• SOURCE PASSAGE:
+--

People have been asking me to post recipes forever, but I’ve been very adamant about avoiding exactly that. It’s not that I don’t want to share my recipes with you, seriously that’s not it. If it was up to me, every single person would eat beautiful delicous food each day of their lives. That would probably first slightly increase global warming, but then we’d be so happy, we’d find a way to cool the planet and cure cancer within like 3 years.
The reason why I don’t post recipes is because…where do I start. My cooking process is a mess. I mean it works for me and it’s fun, but it’s a mess. The issue is while I’m cooking, I’m not following my steps carefully enough to the point where I can give you a description of how to succesfully replicate the dish, without messing up your ingredients. You have to understand, when I’m cooking I blast music, I dance, I don’t really measure stuff and I definitely don’t stick to other recipes…so yeah. It get’s tricky. I have a little red Moleskin that helps me keep track, but what I write down in there are more ‘food notes’ than actual recipes.
Regardless, today is the day I’m manning up. I payed more attention this time, because while I made these bad boys, I knew this was going to be too d e l i c i o u s not to share.
Apple Cinnamon Almond Macaroons (aka spend basically no time in the kitchen, get all of the praise)

+--

• STORED DATA:
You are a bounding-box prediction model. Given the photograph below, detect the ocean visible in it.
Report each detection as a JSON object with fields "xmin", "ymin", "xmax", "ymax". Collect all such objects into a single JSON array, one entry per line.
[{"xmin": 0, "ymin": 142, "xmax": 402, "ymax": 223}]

+--

• TASK INSTRUCTIONS:
• a. Translate this sentence from the recipe blog post into Spanish: "It’s not that I don’t want to share my recipes with you, seriously that’s not it."
• b. Carry on the macaroon blog post from its last line, the recipe title, keeping the writer's voice.

• EXPECTED OUTPUTS:
• a. No es que no quiera compartir mis recetas contigo; en serio, no es eso.

• b.
- 100g (ca. 1/2 cups) blanched & ground almonds
- 100g sugar (if you are a responsible adult you use coconut sugar)
- 2-3 egg whites (I used 3 medium sized ones)
- 2 tsp blanched sliced almonds
- 1 tbsp cinnamon
- 2/3 of an apple
Most of these ingredients you probably have at home already, plus this won’t take more than 30min max. So I just saved you money and time. You’re welcome. Also, chances are you have a lot of FWAs (friends with allergies)…okay I made that up but let’s not pretend everybody and their momma didn’t develop some sort of allergy in the last couple of years. Yet, instead of fighting it, I recommend you put your good friend hat on and remember their allergies. Trust me, they will appreciate it. These macaroons are gluten- and lactose free, so you’re covering a lot of ground here. If you use coconut sugar you can even offer these to a diabetic. Whuut? Yeah, pretty fucking amazing. Coconut sugar also packs a good amount of potassium, iron and magnesium. So we are all winning here. Sidenote: The almonds can always be replaced by hazelnuts as well.
Before you do anything, you should preheat the oven to 150°C (300°F). Start peeling the apple and dice it. The other third of the apple that’s left over, you start eating immediately because life is short. Throw the diced apples in a sauce pan with 2tbsp of sugar, 1tbsp of cinnamon and a few drops of water. Let it simmer on medium heat for ca. 5mins. You know the apples are ready when they have softened a bit but aren’t mushy yet. Set cinnamon’d apples aside and let cool.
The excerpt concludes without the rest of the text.